> **Work to do**
Recast the data, from its first line through the line containing "99], [292, 106]]", as a Markdown table with two columns, Row and Data line. Number the rows and leave out any blank lines.

########################################

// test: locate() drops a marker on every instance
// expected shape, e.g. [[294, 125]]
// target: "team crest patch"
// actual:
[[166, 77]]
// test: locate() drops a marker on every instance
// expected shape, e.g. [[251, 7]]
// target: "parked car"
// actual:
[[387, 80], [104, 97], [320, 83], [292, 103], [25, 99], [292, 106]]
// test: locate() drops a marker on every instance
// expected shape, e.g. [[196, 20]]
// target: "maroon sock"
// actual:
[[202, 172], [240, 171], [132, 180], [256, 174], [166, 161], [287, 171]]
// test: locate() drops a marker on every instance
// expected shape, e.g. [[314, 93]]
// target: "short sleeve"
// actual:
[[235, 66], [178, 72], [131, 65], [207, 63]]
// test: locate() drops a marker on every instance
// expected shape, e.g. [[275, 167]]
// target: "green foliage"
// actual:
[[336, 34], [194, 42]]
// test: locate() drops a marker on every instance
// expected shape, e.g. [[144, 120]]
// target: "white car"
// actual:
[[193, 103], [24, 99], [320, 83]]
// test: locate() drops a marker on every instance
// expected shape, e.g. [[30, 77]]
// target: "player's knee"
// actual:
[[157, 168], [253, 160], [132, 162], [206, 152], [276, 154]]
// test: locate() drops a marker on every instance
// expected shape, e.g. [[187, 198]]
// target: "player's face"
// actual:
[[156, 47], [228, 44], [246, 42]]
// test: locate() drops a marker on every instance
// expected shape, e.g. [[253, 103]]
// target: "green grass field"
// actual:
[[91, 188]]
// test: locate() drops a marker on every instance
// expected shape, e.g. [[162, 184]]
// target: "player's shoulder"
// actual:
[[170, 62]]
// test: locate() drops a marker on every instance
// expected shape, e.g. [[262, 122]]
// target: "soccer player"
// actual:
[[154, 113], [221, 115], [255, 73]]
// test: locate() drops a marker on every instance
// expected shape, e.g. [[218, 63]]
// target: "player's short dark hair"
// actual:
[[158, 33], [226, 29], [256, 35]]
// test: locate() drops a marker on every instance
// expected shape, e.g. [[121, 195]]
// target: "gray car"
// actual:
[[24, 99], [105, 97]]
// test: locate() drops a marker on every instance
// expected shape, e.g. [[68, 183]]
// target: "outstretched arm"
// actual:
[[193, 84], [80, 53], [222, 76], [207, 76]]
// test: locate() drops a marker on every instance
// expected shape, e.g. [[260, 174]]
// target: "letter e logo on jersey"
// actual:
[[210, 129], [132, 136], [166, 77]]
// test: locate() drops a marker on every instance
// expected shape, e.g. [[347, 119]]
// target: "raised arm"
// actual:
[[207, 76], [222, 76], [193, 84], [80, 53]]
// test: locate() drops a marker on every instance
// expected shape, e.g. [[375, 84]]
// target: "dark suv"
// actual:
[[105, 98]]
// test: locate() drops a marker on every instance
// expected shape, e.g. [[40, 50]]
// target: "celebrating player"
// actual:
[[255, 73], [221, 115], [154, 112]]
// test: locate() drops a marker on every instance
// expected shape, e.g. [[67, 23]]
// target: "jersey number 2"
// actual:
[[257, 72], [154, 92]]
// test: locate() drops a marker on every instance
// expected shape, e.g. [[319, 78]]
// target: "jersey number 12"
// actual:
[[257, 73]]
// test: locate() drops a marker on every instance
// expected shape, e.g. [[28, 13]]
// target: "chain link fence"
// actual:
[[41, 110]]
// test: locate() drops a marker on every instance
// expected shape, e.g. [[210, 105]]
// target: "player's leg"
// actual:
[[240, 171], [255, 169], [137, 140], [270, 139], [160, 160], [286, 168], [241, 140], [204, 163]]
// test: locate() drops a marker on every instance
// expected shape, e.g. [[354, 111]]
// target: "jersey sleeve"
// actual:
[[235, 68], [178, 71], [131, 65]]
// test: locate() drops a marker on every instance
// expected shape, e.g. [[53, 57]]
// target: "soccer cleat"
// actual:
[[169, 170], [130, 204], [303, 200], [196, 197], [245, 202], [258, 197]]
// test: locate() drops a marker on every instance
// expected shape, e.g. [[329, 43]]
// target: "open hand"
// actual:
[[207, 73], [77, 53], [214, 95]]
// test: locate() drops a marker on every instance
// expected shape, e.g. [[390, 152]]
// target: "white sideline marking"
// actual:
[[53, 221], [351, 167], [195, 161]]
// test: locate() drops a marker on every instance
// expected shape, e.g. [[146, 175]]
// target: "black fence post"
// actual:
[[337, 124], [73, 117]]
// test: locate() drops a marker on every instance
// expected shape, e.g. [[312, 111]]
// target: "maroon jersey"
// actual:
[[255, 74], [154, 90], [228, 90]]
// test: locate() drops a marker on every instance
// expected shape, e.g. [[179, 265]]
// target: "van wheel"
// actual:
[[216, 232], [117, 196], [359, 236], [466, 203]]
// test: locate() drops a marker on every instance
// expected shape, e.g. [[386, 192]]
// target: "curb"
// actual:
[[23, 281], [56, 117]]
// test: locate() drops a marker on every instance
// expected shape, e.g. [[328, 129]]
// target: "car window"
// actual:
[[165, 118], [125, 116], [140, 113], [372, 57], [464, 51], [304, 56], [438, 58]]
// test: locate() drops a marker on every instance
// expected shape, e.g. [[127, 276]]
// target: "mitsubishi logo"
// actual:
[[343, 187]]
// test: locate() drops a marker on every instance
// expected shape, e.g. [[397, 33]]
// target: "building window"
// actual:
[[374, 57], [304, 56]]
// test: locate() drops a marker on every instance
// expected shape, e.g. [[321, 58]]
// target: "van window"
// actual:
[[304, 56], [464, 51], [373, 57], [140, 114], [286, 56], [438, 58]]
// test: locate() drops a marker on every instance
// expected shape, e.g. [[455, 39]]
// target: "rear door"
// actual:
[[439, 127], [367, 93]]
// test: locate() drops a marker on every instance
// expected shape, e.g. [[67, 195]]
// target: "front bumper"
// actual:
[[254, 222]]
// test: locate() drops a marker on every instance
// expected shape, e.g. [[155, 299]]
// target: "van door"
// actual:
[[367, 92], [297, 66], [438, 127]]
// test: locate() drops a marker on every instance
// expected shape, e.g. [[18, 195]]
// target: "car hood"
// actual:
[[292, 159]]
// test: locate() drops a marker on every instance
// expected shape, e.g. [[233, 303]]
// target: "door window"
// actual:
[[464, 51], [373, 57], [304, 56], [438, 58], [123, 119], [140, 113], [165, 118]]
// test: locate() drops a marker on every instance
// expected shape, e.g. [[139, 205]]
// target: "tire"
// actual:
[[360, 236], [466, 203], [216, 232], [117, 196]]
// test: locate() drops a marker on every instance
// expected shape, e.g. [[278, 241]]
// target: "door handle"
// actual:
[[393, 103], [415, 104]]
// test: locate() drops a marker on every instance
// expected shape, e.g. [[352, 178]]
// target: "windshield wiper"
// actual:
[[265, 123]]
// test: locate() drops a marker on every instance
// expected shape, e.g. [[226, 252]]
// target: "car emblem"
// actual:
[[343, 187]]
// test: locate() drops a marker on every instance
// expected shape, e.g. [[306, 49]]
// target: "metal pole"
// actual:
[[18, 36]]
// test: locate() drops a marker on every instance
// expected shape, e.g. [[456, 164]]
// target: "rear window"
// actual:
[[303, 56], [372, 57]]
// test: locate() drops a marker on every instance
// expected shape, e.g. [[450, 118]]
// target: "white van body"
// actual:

########################################

> **Worked answer**
| Row | Data line |
|---|---|
| 1 | // test: locate() drops a marker on every instance |
| 2 | // expected shape, e.g. [[294, 125]] |
| 3 | // target: "team crest patch" |
| 4 | // actual: |
| 5 | [[166, 77]] |
| 6 | // test: locate() drops a marker on every instance |
| 7 | // expected shape, e.g. [[251, 7]] |
| 8 | // target: "parked car" |
| 9 | // actual: |
| 10 | [[387, 80], [104, 97], [320, 83], [292, 103], [25, 99], [292, 106]] |